• PASSAGE PROVIDED:
** Start **

# Evaporator coil



## Rmoll (Aug 11, 2017)

Look to get some help picking the right coil for a ac install. 
Oil furnace installed 22 3/8w 20d not much hight Clarence 
Installing a Goodman 13 seer 2 ton unit. Can't seem to find a coil to fit the furnace cabinet. Any help would be appreciated.


----------



## madjr12 (Feb 16, 2018)

Well many years ago, when I was a residential installer, we would always install the coil at least 6 inches above the oil furnace cabinet. This would ensure the hi heat from the oil furnace wouldn’t melt the cheap plastic condensate pan. However, with a height restriction , this may not be possible. If your plenum has 1 main trunk duct coming off of it, is it possible to install a vertical coil in the main trunk before any branch duct?


Sent from my iPhone using Tapatalk


----------



## madjr12 (Feb 16, 2018)

Well many years ago, when I was a residential installer, we would always install the coil at least 6 inches above the oil furnace cabinet. This would ensure the hi heat from the oil furnace wouldn’t melt the cheap plastic condensate pan. However, with a height restriction , this may not be possible. If your plenum has 1 main trunk duct coming off of it, is it possible to install a vertical coil in the main trunk before any branch duct


Sent from my iPhone using Tapatalk


----------



## droopylee95 (Feb 26, 2018)

** End **

• JOBS:
1. In the evaporator coil thread, rewrite the text between "Look to get" and "would be appreciated.", inclusive, and substitute "Carrier" for "Goodman".
2. Name every distinct username that appears as a post author in the evaporator coil thread.

Dataset records
** Start **

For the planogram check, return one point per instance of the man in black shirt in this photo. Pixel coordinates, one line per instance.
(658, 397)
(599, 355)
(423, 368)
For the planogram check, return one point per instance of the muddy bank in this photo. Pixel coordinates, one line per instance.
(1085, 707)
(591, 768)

** End **

• RESULTS OF THE EXERCISE:
1.
Look to get some help picking the right coil for a ac install. 
Oil furnace installed 22 3/8w 20d not much hight Clarence 
Installing a Carrier 13 seer 2 ton unit. Can't seem to find a coil to fit the furnace cabinet. Any help would be appreciated.

2. Rmoll, madjr12, droopylee95